| Was zu tun ist |
**A.** Prüfe, ob die folgenden Aussagen mit der Kolumne zum Musik-Campus übereinstimmen. Antworte jeweils mit Ja oder Nein und zitiere die entscheidenden Worte wörtlich.
(i) Der Grundsatzbeschluss über den Musik-Campus wird wie geplant in der kommenden Woche gefasst.
(ii) Eine Vorlage mit dem Titel „Ouvertüre“ wurde bereits beschlossen.
(iii) Die Kolumne hält die Verschiebung für einen Fehler.
**B.** Beantworte diese Fragen zur Kolumne über den Musik-Campus jeweils kurz:
(i) Von wem stammt die Kolumne?
(ii) Welches Datum trägt sie?
(iii) Aus welchem Grund wird der Beschluss verschoben?

| Gezeigter Textauszug |
※ ※ ※
Stadtkultur Münster

Michael Jung (SPD) in RUMS zum MC

Der RUMS-Brief

Die Kolumne von Michael Jung | Was kommt nach der Ouvertüre?

Briefkopf Kolumnisten Jung

Münster, 6. Februar 2022

Guten Tag Joachim Harder,

eigentlich sollte der Rat in der kommenden Woche erneut einen Grundsatzbeschluss über den geplanten Musik-Campus fassen, dabei war erst vor kürzerer Zeit eine Vorlage mit dem Titel „Ouvertüre“ beschlossen worden. Das wird nun erstmal verschoben, weil den Ratsmitgliedern noch viele Fragen offen erscheinen. Da kann man nur sagen: Richtig so. Ich möchte Ihnen heute einmal einige grundsätzliche Fragen zu diesem Projekt anreißen.
※ ※ ※
(Annotierte Koordinatendatensätze)
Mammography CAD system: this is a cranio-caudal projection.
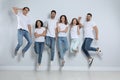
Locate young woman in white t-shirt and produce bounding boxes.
[34,20,46,67]
[57,15,68,66]
[70,18,81,54]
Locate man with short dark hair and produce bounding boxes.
[82,13,101,67]
[13,7,32,57]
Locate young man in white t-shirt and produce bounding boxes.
[13,7,32,57]
[45,10,57,61]
[82,13,101,67]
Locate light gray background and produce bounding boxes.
[0,0,120,70]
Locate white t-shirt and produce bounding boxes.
[83,21,96,39]
[35,27,45,42]
[58,23,68,37]
[70,25,79,39]
[16,12,31,31]
[46,19,57,37]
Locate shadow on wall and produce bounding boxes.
[0,0,21,23]
[0,0,22,57]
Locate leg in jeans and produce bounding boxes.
[15,29,23,55]
[38,42,44,64]
[45,36,50,48]
[50,37,55,61]
[82,38,91,59]
[73,38,80,51]
[85,38,97,51]
[58,37,63,60]
[22,30,32,53]
[34,42,40,54]
[70,39,74,53]
[62,37,68,54]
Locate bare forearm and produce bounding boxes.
[13,7,22,14]
[28,25,32,35]
[94,26,98,40]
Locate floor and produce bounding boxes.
[0,71,120,80]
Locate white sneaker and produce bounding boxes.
[88,58,93,67]
[96,48,102,55]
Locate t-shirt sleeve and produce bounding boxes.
[34,29,37,33]
[16,12,22,16]
[27,17,31,25]
[43,20,48,27]
[92,22,96,27]
[43,27,45,32]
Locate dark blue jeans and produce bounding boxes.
[45,36,55,61]
[15,29,32,53]
[82,38,97,58]
[34,42,44,64]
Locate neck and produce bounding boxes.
[23,13,27,16]
[51,17,55,19]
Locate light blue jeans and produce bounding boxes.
[58,37,68,60]
[45,36,55,61]
[34,42,44,64]
[82,38,97,58]
[70,38,80,53]
[15,29,32,53]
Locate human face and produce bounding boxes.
[23,8,29,15]
[51,12,56,19]
[73,19,77,25]
[61,16,65,23]
[86,15,92,21]
[37,21,41,28]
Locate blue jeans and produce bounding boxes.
[34,42,44,64]
[58,37,68,60]
[82,38,97,58]
[15,29,32,53]
[45,36,55,61]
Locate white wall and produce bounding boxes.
[0,0,120,70]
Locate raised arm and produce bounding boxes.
[28,24,32,36]
[78,17,83,28]
[12,7,22,15]
[93,26,98,40]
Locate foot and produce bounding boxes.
[14,51,17,56]
[96,48,102,55]
[88,57,93,67]
[61,60,65,67]
[37,63,40,70]
[22,52,25,58]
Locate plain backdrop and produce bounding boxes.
[0,0,120,70]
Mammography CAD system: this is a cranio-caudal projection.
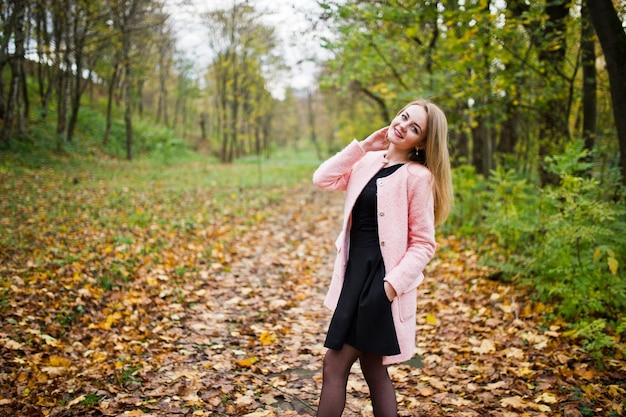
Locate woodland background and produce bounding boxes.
[0,0,626,415]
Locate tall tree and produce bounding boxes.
[0,0,26,144]
[204,1,275,162]
[585,0,626,185]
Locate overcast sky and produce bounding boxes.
[167,0,332,96]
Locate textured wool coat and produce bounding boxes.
[313,140,436,364]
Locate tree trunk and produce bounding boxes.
[102,62,119,146]
[585,0,626,185]
[2,1,26,144]
[124,48,133,161]
[539,0,569,184]
[580,2,597,156]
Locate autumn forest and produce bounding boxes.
[0,0,626,417]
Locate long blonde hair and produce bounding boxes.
[398,99,454,226]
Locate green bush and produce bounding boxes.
[451,142,626,358]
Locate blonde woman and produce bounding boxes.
[313,100,452,417]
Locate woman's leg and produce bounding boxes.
[359,353,398,417]
[317,344,361,417]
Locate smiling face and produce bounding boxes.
[387,104,428,152]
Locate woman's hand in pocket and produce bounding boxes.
[383,281,396,302]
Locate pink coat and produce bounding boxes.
[313,140,436,364]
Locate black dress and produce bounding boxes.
[324,164,402,356]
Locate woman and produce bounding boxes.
[313,100,452,417]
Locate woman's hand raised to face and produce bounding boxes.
[361,126,389,152]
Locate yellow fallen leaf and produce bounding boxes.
[500,395,527,410]
[0,337,24,350]
[259,332,276,346]
[535,392,557,404]
[41,366,67,376]
[472,339,496,354]
[237,358,258,368]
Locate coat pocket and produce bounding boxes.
[396,288,417,322]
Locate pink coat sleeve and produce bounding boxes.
[313,139,366,191]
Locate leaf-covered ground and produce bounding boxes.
[0,161,626,417]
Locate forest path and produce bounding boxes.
[0,185,626,417]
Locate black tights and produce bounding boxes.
[317,344,398,417]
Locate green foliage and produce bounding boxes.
[441,165,488,236]
[452,142,626,357]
※ ※ ※
| Die Antworten |
**A.**
(i) Nein: „Das wird nun erstmal verschoben“
(ii) Ja: „erst vor kürzerer Zeit eine Vorlage mit dem Titel „Ouvertüre“ beschlossen worden“
(iii) Nein: „Da kann man nur sagen: Richtig so.“

**B.**
(i) Von Michael Jung.
(ii) Den 6. Februar 2022.
(iii) Den Ratsmitgliedern erscheinen noch viele Fragen offen.